#### REQUIRED WORK
Whenever the word "trunk" shows up in a line of the data, copy that line.

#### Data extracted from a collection
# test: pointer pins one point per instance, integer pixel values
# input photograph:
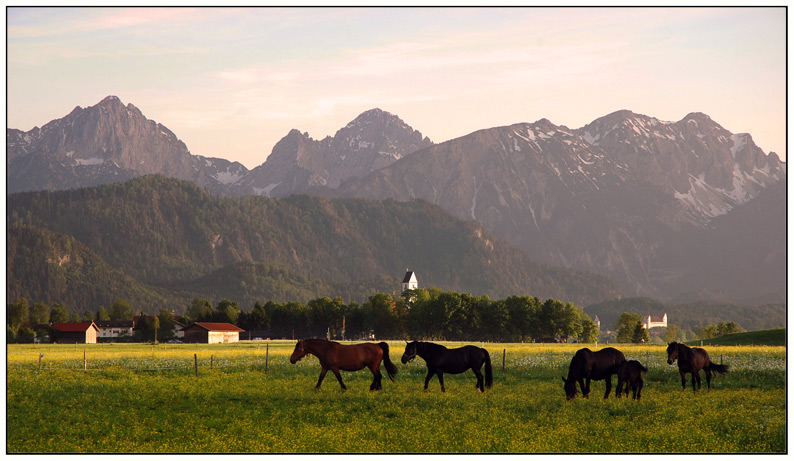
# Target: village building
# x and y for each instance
(211, 333)
(409, 281)
(115, 328)
(654, 322)
(79, 332)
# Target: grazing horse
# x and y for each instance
(692, 360)
(440, 360)
(587, 365)
(334, 356)
(630, 374)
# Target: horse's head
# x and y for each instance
(298, 353)
(569, 387)
(410, 352)
(672, 353)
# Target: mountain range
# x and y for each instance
(159, 241)
(673, 210)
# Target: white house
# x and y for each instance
(409, 281)
(115, 329)
(653, 322)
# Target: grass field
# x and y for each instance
(776, 337)
(147, 399)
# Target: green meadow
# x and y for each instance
(248, 398)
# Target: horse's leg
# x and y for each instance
(339, 378)
(322, 376)
(478, 374)
(376, 380)
(430, 373)
(609, 385)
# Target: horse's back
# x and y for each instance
(354, 357)
(459, 359)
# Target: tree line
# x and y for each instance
(425, 313)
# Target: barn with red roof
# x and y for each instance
(77, 332)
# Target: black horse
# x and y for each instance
(587, 365)
(630, 375)
(692, 360)
(441, 360)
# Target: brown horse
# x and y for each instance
(335, 357)
(692, 360)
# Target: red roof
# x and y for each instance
(215, 326)
(80, 326)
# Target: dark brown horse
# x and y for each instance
(630, 375)
(440, 360)
(692, 360)
(587, 365)
(335, 357)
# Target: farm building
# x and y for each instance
(115, 328)
(211, 333)
(652, 322)
(81, 332)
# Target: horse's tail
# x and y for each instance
(721, 369)
(488, 370)
(391, 369)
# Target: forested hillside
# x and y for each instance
(186, 243)
(691, 316)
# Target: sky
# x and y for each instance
(231, 82)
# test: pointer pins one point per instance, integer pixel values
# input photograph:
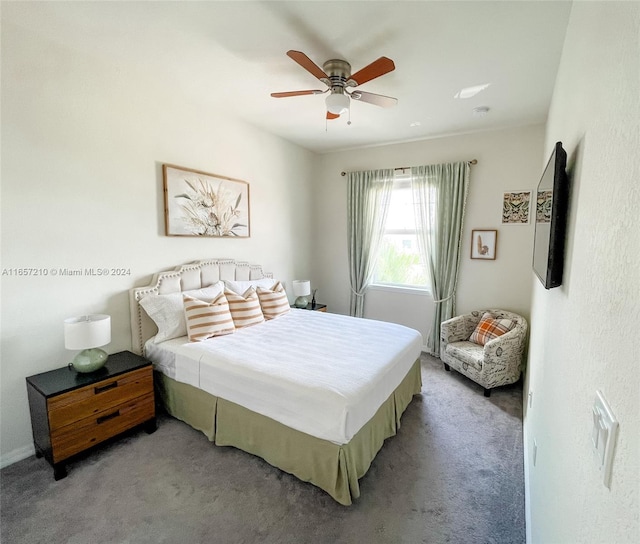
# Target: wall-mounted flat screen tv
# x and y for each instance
(551, 211)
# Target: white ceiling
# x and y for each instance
(234, 54)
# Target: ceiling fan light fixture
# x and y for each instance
(469, 92)
(337, 103)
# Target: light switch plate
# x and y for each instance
(603, 436)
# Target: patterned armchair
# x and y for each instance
(496, 363)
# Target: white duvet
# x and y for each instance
(323, 374)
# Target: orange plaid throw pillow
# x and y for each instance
(489, 328)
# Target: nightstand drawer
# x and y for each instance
(93, 399)
(87, 432)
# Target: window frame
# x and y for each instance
(401, 181)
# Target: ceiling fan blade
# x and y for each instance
(296, 93)
(372, 98)
(309, 65)
(377, 68)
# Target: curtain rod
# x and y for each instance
(473, 161)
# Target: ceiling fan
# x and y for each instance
(336, 75)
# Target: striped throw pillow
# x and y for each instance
(245, 309)
(274, 301)
(489, 328)
(207, 319)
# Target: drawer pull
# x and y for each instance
(104, 388)
(102, 419)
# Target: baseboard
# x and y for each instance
(527, 490)
(16, 455)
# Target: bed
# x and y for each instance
(312, 393)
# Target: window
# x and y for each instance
(398, 263)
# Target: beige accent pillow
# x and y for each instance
(167, 311)
(245, 309)
(274, 301)
(207, 319)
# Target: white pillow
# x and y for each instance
(241, 286)
(167, 311)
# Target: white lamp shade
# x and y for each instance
(89, 331)
(337, 103)
(301, 288)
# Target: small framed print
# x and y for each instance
(483, 244)
(515, 207)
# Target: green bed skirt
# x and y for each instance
(332, 467)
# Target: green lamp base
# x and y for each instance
(89, 360)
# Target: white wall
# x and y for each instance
(584, 333)
(82, 148)
(507, 160)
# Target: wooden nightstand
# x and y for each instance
(316, 308)
(71, 412)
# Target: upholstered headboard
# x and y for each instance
(189, 276)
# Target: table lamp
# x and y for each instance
(301, 289)
(88, 333)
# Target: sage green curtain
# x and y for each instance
(440, 194)
(368, 199)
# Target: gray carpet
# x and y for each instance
(453, 473)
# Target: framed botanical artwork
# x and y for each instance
(515, 207)
(200, 204)
(483, 244)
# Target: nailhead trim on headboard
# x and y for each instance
(141, 324)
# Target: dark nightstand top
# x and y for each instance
(317, 307)
(62, 380)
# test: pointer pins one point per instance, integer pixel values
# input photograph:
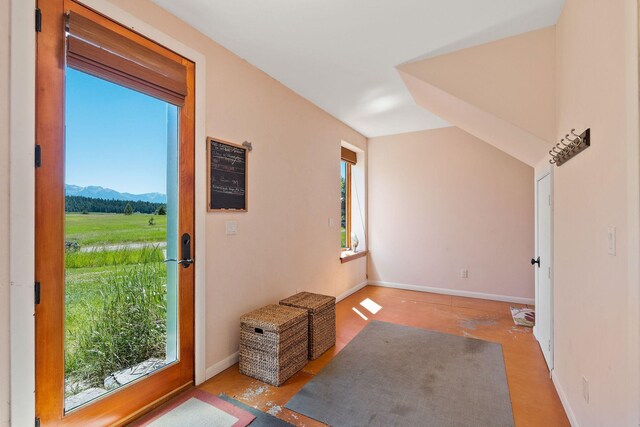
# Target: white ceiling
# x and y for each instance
(341, 54)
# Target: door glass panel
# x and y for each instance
(121, 237)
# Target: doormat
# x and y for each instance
(393, 375)
(263, 419)
(523, 316)
(196, 408)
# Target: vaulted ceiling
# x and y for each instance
(342, 54)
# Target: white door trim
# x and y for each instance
(547, 172)
(22, 196)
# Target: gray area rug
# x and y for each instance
(392, 375)
(262, 418)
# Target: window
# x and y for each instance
(348, 159)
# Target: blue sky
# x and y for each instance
(116, 137)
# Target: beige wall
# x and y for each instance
(594, 302)
(4, 213)
(284, 242)
(443, 200)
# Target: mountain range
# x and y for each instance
(96, 192)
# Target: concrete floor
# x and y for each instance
(534, 398)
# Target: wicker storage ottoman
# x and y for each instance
(273, 343)
(322, 320)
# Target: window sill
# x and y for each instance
(347, 256)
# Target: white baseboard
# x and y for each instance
(565, 401)
(353, 290)
(225, 363)
(454, 292)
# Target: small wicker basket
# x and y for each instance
(273, 343)
(322, 320)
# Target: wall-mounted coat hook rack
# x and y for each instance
(565, 151)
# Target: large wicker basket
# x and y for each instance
(273, 343)
(322, 320)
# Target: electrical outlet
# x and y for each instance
(585, 389)
(231, 228)
(611, 237)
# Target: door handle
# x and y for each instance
(185, 241)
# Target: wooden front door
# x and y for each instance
(114, 219)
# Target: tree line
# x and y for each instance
(83, 204)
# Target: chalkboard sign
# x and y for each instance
(227, 173)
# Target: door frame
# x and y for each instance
(22, 195)
(541, 174)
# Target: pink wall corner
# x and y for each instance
(283, 241)
(458, 203)
(592, 309)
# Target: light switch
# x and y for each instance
(611, 237)
(231, 227)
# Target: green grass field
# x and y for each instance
(92, 277)
(110, 229)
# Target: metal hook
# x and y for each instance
(578, 137)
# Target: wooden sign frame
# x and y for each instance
(210, 141)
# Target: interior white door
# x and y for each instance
(543, 329)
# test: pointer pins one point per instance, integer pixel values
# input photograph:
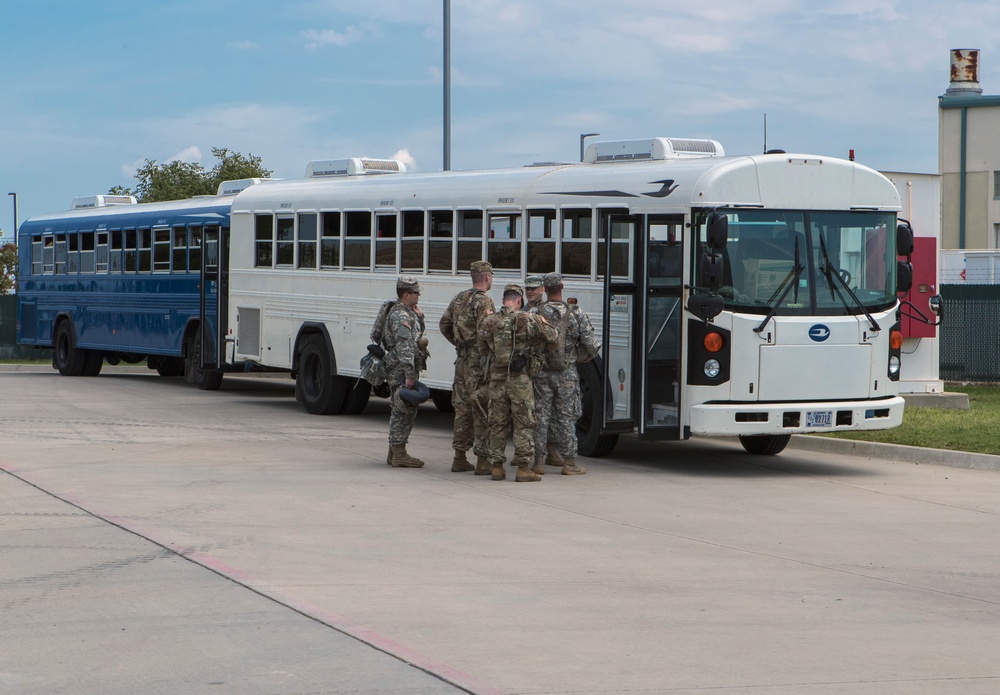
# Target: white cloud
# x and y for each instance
(316, 38)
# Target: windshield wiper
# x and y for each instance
(831, 273)
(791, 281)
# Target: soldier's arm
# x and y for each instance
(447, 323)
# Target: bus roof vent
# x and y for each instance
(102, 201)
(237, 185)
(651, 149)
(356, 166)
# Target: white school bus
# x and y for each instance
(753, 296)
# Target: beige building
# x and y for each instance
(969, 158)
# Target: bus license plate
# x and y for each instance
(819, 418)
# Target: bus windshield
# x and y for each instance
(797, 262)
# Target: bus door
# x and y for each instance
(659, 365)
(617, 241)
(214, 290)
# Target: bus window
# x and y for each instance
(621, 228)
(161, 250)
(411, 254)
(101, 255)
(577, 235)
(285, 241)
(441, 243)
(264, 241)
(73, 253)
(60, 254)
(36, 256)
(115, 259)
(194, 250)
(541, 241)
(357, 239)
(180, 249)
(48, 254)
(663, 253)
(470, 238)
(145, 251)
(330, 240)
(307, 239)
(505, 241)
(385, 241)
(87, 252)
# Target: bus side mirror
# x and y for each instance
(904, 239)
(718, 231)
(706, 306)
(904, 276)
(936, 303)
(712, 267)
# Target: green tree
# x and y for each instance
(8, 268)
(179, 180)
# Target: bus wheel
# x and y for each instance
(764, 444)
(170, 366)
(359, 391)
(317, 385)
(205, 379)
(68, 359)
(442, 400)
(588, 428)
(93, 362)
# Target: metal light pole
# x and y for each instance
(447, 85)
(584, 136)
(15, 215)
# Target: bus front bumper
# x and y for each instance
(728, 419)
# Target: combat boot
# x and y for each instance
(483, 466)
(461, 464)
(553, 458)
(401, 459)
(525, 475)
(539, 466)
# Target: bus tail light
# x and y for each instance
(713, 341)
(709, 353)
(895, 352)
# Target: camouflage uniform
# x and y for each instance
(558, 403)
(459, 325)
(504, 336)
(404, 360)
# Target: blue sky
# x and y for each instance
(90, 90)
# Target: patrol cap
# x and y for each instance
(408, 283)
(552, 280)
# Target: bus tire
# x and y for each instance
(358, 393)
(317, 385)
(764, 444)
(442, 400)
(67, 358)
(93, 362)
(204, 379)
(590, 441)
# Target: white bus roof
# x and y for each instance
(780, 181)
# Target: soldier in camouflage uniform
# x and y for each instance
(507, 338)
(460, 326)
(405, 358)
(558, 403)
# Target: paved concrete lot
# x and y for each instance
(159, 539)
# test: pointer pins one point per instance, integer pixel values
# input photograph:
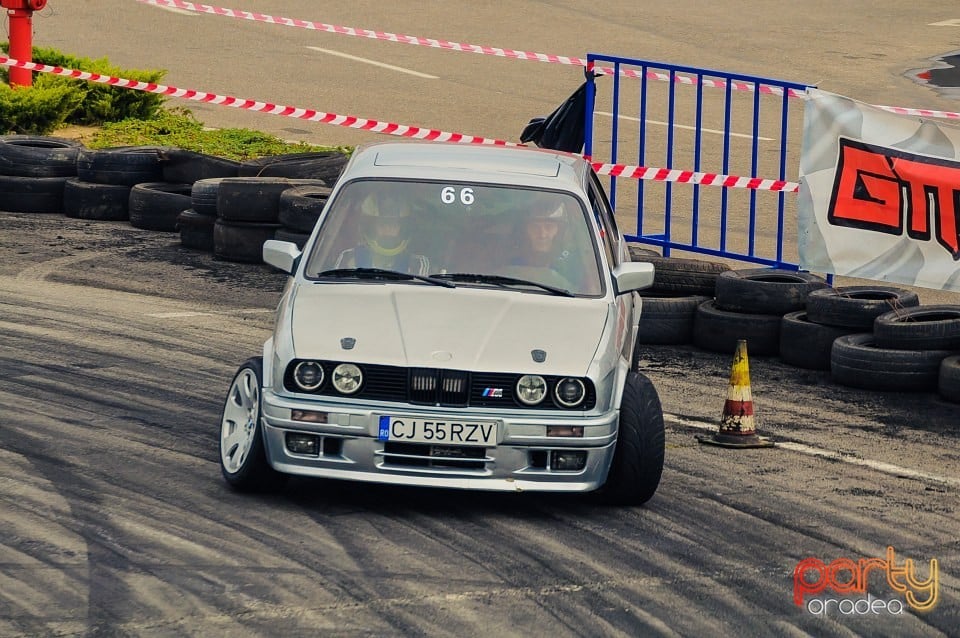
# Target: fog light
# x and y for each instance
(308, 416)
(568, 460)
(307, 444)
(565, 430)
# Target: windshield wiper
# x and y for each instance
(499, 280)
(382, 273)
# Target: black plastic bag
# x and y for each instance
(562, 130)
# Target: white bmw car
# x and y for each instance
(461, 317)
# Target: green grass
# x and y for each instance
(179, 128)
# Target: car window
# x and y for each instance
(443, 227)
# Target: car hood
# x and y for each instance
(428, 326)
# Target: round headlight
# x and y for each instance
(308, 375)
(570, 392)
(347, 378)
(531, 388)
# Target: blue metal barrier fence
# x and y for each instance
(702, 120)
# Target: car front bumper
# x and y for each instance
(348, 447)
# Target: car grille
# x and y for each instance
(435, 456)
(439, 387)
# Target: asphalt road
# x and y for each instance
(118, 345)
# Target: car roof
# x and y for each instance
(512, 165)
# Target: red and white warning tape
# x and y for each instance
(374, 126)
(505, 53)
(311, 115)
(693, 177)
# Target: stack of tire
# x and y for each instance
(911, 349)
(34, 171)
(248, 214)
(679, 287)
(751, 304)
(807, 336)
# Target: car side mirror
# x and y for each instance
(282, 255)
(632, 275)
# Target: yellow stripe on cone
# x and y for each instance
(737, 427)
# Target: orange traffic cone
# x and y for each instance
(737, 423)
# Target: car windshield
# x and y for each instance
(466, 233)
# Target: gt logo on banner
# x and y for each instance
(882, 190)
(879, 194)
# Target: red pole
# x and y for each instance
(21, 44)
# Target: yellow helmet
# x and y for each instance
(385, 225)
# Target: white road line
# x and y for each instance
(375, 63)
(183, 12)
(683, 126)
(880, 466)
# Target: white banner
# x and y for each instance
(879, 194)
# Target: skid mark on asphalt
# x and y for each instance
(833, 455)
(44, 269)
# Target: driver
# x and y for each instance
(385, 237)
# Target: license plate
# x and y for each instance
(445, 432)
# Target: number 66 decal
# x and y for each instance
(449, 195)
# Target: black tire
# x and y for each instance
(920, 328)
(156, 205)
(684, 276)
(253, 472)
(300, 207)
(298, 238)
(121, 165)
(38, 156)
(637, 463)
(858, 362)
(948, 381)
(241, 241)
(719, 330)
(806, 344)
(31, 194)
(196, 230)
(322, 165)
(767, 291)
(857, 306)
(181, 166)
(203, 195)
(254, 199)
(667, 319)
(102, 202)
(639, 252)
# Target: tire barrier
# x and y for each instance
(921, 328)
(768, 291)
(857, 361)
(284, 234)
(300, 207)
(254, 199)
(180, 166)
(807, 344)
(241, 241)
(157, 205)
(719, 330)
(948, 382)
(38, 156)
(667, 319)
(325, 166)
(196, 230)
(857, 306)
(32, 194)
(89, 200)
(121, 165)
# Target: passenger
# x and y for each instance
(542, 252)
(385, 231)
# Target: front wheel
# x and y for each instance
(638, 459)
(243, 459)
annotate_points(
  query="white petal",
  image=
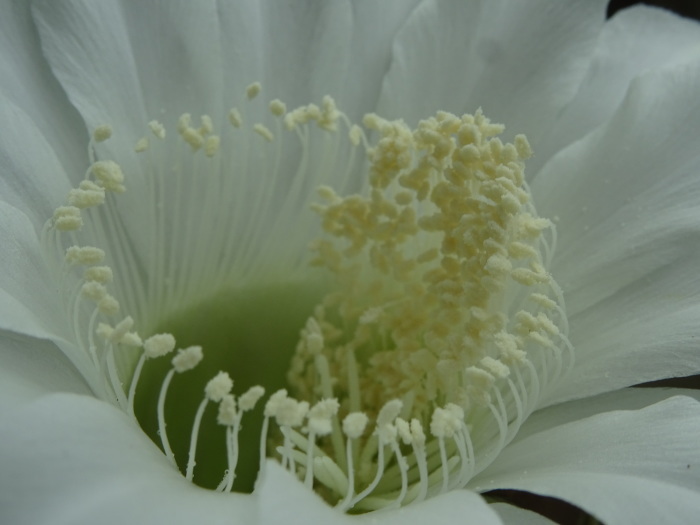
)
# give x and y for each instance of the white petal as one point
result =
(31, 368)
(459, 506)
(305, 50)
(87, 46)
(625, 399)
(32, 177)
(73, 459)
(628, 246)
(517, 516)
(26, 303)
(632, 42)
(623, 467)
(28, 83)
(294, 504)
(520, 62)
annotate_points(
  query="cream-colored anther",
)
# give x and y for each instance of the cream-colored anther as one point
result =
(218, 386)
(389, 412)
(250, 398)
(102, 133)
(277, 107)
(234, 117)
(84, 255)
(320, 416)
(157, 129)
(273, 404)
(67, 218)
(159, 345)
(265, 133)
(354, 424)
(417, 433)
(187, 358)
(93, 290)
(227, 411)
(253, 90)
(444, 423)
(99, 274)
(86, 198)
(109, 174)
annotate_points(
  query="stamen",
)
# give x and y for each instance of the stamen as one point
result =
(442, 293)
(216, 389)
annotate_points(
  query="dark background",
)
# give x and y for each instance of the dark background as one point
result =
(688, 8)
(556, 510)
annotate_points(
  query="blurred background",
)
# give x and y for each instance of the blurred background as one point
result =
(556, 510)
(688, 8)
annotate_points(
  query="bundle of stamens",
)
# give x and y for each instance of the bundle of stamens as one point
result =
(440, 334)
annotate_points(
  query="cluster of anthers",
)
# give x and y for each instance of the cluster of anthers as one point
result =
(441, 335)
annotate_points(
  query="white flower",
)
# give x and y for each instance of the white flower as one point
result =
(611, 112)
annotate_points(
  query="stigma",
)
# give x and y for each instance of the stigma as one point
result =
(437, 333)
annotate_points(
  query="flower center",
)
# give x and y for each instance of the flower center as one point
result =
(395, 366)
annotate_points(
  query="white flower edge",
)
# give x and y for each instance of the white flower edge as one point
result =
(626, 199)
(622, 466)
(68, 458)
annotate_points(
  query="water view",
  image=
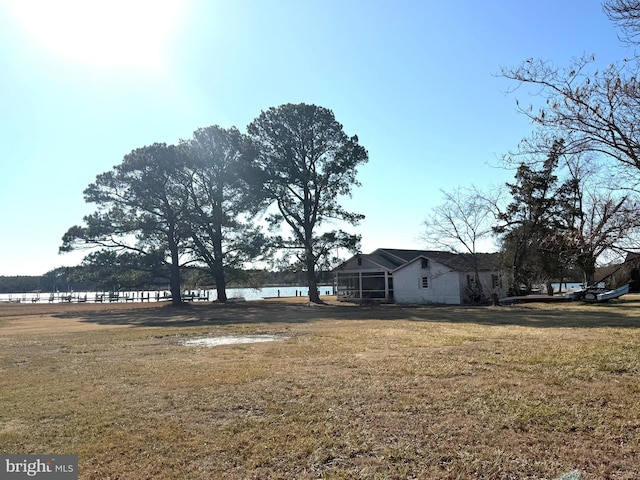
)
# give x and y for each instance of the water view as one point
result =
(247, 294)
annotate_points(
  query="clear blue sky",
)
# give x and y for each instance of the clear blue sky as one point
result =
(415, 80)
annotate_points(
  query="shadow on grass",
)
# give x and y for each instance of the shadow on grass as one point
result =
(622, 313)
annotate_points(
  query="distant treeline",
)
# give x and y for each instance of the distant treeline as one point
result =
(67, 279)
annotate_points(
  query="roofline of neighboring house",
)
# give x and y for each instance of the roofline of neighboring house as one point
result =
(422, 255)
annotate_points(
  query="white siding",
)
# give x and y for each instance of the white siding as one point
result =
(444, 284)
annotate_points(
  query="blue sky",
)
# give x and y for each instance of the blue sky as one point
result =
(415, 80)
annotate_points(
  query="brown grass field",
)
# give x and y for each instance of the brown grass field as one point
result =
(354, 392)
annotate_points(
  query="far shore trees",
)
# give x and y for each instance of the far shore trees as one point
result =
(141, 209)
(305, 163)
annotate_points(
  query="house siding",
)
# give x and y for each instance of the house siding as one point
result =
(444, 284)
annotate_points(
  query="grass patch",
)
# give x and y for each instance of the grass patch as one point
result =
(355, 392)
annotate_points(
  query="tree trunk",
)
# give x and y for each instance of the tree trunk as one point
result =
(314, 294)
(174, 285)
(218, 260)
(221, 283)
(174, 272)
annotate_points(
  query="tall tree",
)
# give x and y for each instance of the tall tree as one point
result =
(534, 214)
(460, 224)
(221, 233)
(141, 208)
(306, 163)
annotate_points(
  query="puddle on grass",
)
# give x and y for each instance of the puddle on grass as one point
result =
(215, 341)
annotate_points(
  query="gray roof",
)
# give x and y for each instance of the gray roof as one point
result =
(392, 259)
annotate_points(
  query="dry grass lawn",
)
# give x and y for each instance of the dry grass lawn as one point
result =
(384, 392)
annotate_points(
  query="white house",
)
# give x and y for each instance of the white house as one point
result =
(420, 276)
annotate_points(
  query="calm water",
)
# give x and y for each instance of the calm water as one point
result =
(153, 295)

#### OUTPUT FOR THIS EXERCISE
  query="tree trunk",
# give x and y for each instance of the tree trunk as one point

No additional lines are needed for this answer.